* [Problem statement]:
Copy the records word for word, omitting all pictures.

========================================================================

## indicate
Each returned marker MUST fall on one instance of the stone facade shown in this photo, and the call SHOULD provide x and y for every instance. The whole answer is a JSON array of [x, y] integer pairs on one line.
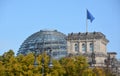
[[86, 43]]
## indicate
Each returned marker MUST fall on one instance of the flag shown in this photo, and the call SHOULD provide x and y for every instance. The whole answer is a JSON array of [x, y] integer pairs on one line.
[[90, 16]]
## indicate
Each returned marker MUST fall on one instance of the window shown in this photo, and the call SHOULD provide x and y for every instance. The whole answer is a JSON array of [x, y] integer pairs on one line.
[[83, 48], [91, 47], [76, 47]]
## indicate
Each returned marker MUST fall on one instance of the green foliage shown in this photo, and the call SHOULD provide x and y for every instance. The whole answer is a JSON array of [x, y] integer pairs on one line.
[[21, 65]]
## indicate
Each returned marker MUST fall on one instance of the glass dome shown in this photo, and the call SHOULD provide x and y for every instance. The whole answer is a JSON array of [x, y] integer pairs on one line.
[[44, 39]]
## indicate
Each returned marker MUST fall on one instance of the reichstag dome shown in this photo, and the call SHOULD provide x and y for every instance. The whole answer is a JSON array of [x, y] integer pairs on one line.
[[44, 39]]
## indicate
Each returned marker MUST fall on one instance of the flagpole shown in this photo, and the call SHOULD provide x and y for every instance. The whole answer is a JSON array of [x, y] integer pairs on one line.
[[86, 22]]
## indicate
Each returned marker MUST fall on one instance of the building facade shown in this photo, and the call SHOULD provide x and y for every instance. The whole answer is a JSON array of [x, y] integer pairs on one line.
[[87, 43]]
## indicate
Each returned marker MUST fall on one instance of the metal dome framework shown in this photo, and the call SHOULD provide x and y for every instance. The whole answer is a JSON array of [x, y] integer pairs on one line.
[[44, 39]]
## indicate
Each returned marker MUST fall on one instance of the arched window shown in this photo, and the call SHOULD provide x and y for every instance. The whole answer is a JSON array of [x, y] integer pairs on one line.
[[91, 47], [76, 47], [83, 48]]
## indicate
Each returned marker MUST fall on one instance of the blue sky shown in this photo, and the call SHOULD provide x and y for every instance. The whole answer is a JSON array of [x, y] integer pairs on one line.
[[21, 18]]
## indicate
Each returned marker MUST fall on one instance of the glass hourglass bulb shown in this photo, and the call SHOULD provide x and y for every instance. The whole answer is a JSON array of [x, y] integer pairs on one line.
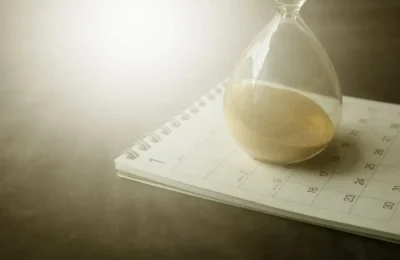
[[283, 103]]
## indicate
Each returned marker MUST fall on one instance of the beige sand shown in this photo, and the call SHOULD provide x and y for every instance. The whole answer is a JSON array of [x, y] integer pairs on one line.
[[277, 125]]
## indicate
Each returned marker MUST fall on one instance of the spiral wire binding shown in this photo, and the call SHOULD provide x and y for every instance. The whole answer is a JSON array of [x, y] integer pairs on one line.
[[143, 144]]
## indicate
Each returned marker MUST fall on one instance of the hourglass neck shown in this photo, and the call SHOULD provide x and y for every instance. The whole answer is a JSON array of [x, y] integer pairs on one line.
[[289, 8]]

========================================================================

* [Final answer]:
## indicate
Each returned marker MUST fall on one instance of the stone facade shown in this photo, and the call SHOULD provide x and y for every instance. The whole answer is a JSON array of [x, y] integer pairs on one line.
[[86, 43]]
## indicate
Each returned marker MUST fall on one instance of the flag shown in this photo, and the call SHOULD provide x and y for every instance. The whole answer is a JSON array of [x, y] integer pairs on one line.
[[90, 16]]
## indicate
Each returned marker MUST fall on one instance of the window shown in this photo, and the call SHOULD provide x and y for every instance. The whole answer is a JSON array of [x, y] integer pairs on one line.
[[83, 48], [91, 47], [76, 47]]
## indicate
Each returned marker MUST fall on one instance of the green foliage shown in this photo, and the call SHOULD provide x and y for every instance. The whole answer is a JSON array of [x, y] integer pairs on one line.
[[21, 65]]
## indicate
Each returned marker MUST fall on one instance of the glass dome shown in this photo, and the call SHOULD provide x and y for every instance. The whole answer is a JSON array of [x, y] integer pairs on one line.
[[44, 39]]
## indicate
Each returned marker MUST fall on one instance of the reichstag dome shown in this photo, and the call SHOULD provide x and y for every instance. The whole answer is a JSON array of [x, y] integer pairs on one line.
[[44, 39]]
## indicate
Each returned marker MUST fall on one instance of the flagpole shown in this photo, and the call SHOULD provide x and y for every instance. The whole answer is a JSON array of [x, y] integer pairs on one line.
[[86, 22]]
## indicate
Each returned marker MUST fall on one instance of the building facade shown in this photo, and the call SHOULD provide x and y for every instance. The whole answer is a JSON array of [x, y] integer pairs on one line.
[[87, 43]]
## indicate
Each returned marker MUST fall on one instance of the metal dome framework shown in this photo, and the call SHOULD provide x and y for every instance. The whole answer is a JSON array of [x, y] integer pairs on one line.
[[44, 39]]
## indicate
Each returned marker MUST fall on one instance of the arched window shown in this photo, and the call SHOULD provide x and y for every instance. The whole answer is a JSON array of [x, y] integer pairs on one line.
[[91, 47], [76, 47], [83, 48]]
## indicate
Each returned marker MUST fall on one instance of the blue sky shown in this photo, and the call SHOULD provide x and y for every instance. The whole answer is a JSON array of [x, y] integer pairs on one line.
[[21, 18]]
## indicate
Each returned marker MUST fall on one instance of the glass hourglass bulb shown in this photo, and the call SHOULD provide x and y for every instance. The whole answer is a JSON array of [x, y] integer pairs on one line.
[[283, 103]]
## indicate
Each returned marker MUST fall on one instance of the beige sand shown in this photo, and the call SHOULD provide x and y for every instance. The whole answer is a JSON array of [x, y] integer pairs on one line.
[[277, 125]]
## indicate
Each returned marker MUST fall on one instance of the spiral wire binding shown in this photo, and the call SHOULD provide x and y for every instance. The whole answer is a JSON array of [x, y] integer pairs on one line.
[[143, 144]]
## indicate
Each returned marker MUST fall on one instance of the hourglass neck shown in this photo, and the call SHOULD provide x and y for every instance. The whole answer is a JSON array of [x, y] integer pairs on one line.
[[289, 8]]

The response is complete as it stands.